RECORDS SUPPLIED section start

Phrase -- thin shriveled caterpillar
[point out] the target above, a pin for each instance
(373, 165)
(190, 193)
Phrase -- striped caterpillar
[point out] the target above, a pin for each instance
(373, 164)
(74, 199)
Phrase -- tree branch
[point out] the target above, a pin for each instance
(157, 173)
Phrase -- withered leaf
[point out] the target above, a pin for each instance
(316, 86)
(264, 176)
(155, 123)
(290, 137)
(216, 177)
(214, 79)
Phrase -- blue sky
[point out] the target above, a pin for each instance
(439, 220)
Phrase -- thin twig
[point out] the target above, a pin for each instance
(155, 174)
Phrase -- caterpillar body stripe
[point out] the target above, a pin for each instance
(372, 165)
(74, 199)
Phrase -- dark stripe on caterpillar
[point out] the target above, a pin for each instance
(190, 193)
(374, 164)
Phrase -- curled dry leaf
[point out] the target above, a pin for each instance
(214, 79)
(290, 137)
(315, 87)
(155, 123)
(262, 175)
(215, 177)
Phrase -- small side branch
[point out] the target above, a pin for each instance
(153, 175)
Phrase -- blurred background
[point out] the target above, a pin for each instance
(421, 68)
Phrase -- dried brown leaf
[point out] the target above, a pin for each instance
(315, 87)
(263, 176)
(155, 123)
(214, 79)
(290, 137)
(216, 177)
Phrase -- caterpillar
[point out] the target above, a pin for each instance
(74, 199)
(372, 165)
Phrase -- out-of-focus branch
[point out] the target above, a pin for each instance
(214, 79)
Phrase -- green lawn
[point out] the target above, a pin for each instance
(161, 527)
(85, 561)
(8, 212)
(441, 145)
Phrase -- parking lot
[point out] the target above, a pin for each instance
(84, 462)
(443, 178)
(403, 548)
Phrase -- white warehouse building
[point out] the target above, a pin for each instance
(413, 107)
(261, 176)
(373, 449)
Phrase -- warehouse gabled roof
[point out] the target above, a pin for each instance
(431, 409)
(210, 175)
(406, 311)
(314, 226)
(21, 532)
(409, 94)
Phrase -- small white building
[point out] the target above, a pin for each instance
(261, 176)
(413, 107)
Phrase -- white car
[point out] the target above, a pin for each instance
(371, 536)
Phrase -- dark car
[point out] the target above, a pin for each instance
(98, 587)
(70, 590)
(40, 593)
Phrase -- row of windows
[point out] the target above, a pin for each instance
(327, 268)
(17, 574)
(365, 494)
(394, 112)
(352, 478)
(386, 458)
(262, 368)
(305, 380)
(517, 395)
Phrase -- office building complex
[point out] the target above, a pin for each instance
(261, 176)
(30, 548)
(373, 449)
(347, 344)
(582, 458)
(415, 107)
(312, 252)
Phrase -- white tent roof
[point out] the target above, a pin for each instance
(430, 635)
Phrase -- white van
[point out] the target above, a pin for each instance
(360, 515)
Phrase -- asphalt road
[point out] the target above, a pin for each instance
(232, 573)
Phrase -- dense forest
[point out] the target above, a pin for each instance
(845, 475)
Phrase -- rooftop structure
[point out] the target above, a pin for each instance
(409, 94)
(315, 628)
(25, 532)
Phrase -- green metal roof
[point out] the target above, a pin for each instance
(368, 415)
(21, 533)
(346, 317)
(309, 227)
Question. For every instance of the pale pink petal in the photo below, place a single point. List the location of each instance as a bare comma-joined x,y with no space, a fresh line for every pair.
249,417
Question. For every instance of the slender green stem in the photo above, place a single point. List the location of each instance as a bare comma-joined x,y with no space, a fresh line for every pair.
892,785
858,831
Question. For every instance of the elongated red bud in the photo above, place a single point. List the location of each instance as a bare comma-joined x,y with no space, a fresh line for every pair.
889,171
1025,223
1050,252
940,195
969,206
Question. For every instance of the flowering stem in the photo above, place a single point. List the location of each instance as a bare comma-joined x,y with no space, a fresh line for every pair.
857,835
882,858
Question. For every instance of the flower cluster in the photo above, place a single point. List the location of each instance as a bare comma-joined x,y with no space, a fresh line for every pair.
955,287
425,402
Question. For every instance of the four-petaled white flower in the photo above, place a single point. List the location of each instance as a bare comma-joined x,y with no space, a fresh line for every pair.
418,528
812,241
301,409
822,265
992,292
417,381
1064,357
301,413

RECORDS SUPPLIED section end

ASSIGNMENT ::
Repeat all the entries exactly as given.

EXERCISE ANSWER ::
Phrase -- thin shriveled caterpillar
[point out] the target above, a pin for each instance
(373, 165)
(190, 193)
Phrase -- striped caterpillar
[point out] the target above, a pin for each instance
(373, 164)
(74, 199)
Phrase -- tree branch
[point out] the target above, a pin for each instance
(157, 173)
Phrase -- withered leaf
[point out] the target above, a pin for each instance
(316, 86)
(264, 176)
(155, 123)
(290, 137)
(216, 177)
(214, 79)
Phrase -- blue sky
[point out] the target above, a pin for each instance
(439, 220)
Phrase -- thin twig
[point out] the target above, a pin for each instance
(155, 174)
Phrase -- caterpillar body stripe
[point out] the target above, a pin for each instance
(372, 165)
(74, 199)
Phrase -- dark stripe on caterpillar
[point out] the target above, a pin for each instance
(190, 193)
(374, 164)
Phrase -- curled dry leaf
[point out] the target above, a pin for each instance
(214, 79)
(290, 137)
(315, 87)
(155, 123)
(262, 175)
(215, 177)
Phrase -- small side branch
[point out] the target above, a pin for each instance
(153, 175)
Phrase -- blurred background
[point out] the target above, a pin for each instance
(421, 68)
Phrase -- dried brown leaf
[point out] the target above, a pin for each instance
(315, 87)
(263, 176)
(155, 123)
(214, 79)
(290, 137)
(216, 177)
Phrase -- caterpillar
[point out] the target above, a pin for each instance
(74, 199)
(372, 165)
Phrase -- out-of-focus branch
[point out] the target above, a pin for each instance
(214, 79)
Phrase -- green lawn
[point out] the target above, a pin for each instance
(161, 527)
(85, 561)
(8, 212)
(441, 145)
Phrase -- parking lot
[point out] the target above, a pin for each instance
(84, 462)
(443, 178)
(403, 548)
Phrase -- white warehouse building
[point out] the target above, a pin for each instance
(413, 107)
(261, 176)
(373, 449)
Phrase -- warehouse gabled roof
[point out] the target above, a pin for each instance
(431, 409)
(210, 175)
(406, 311)
(314, 226)
(21, 532)
(409, 94)
Phrase -- small white building
[point out] the target above, a pin for each instance
(261, 176)
(413, 107)
Phrase -- white car
[point out] the target above, a pin for each instance
(371, 536)
Phrase -- dark car
[point out] the target above, a pin for each instance
(98, 587)
(70, 590)
(40, 593)
Phrase -- row of windows
[point out] the target above, a pin for each instance
(327, 268)
(17, 574)
(365, 494)
(394, 112)
(352, 478)
(386, 458)
(262, 368)
(305, 380)
(517, 395)
Phrase -- office building complex
[point out] the target above, a pin for each instance
(261, 176)
(30, 548)
(373, 449)
(347, 344)
(582, 458)
(415, 107)
(312, 252)
Phrase -- white tent roof
[point out] the target above, a pin for each instance
(430, 635)
Phrase -- white van
[point out] the target above, a pin for each instance
(360, 515)
Phrase -- asphalt road
[point out] the target above, a pin for each instance
(232, 573)
Phrase -- dense forest
[point out] the target above, a pin for each instance
(845, 475)
Phrase -- rooftop structure
[point out] the target above, a pin for each instance
(409, 94)
(315, 628)
(25, 532)
Phrase -- green metal roof
[point out] the target above, a pin for each instance
(368, 415)
(21, 533)
(346, 317)
(309, 227)
Question. For every instance of the pale pink petal in the photo below, place a single point. List the location of each instance as a bare comma-joined x,y with no space, a fresh line for every pair.
249,417
Question. For every instance of the slender green stem in the photo above, place a single point. List the location of each instance as a bare comma-joined x,y with no space, a fresh line for every pair.
892,785
858,831
Question. For every instance of the elongated red bud in the photo above, place a single point. List the location of each instance as a bare comma-joined x,y with no space, a fresh line for every pair.
889,171
1025,223
1050,252
940,195
969,206
Question. For every instance of the flowering stem in the photo above, place a single point. List the location of each instance as a bare comma-joined x,y with no space, a fresh line for every pair.
857,835
882,858
Question. For every instance of the flower cluster in the photo above, place a single point. List the location of each instance as a bare comma-joined x,y with no space, a fresh line for every pair.
955,287
425,402
Question. For every instance of the four-petaled white flower in the photo above, place a single point. List the location of each instance as a bare comma-joined x,y with no space, a fresh line for every pair.
418,528
812,241
301,409
822,265
992,292
417,381
1064,357
301,413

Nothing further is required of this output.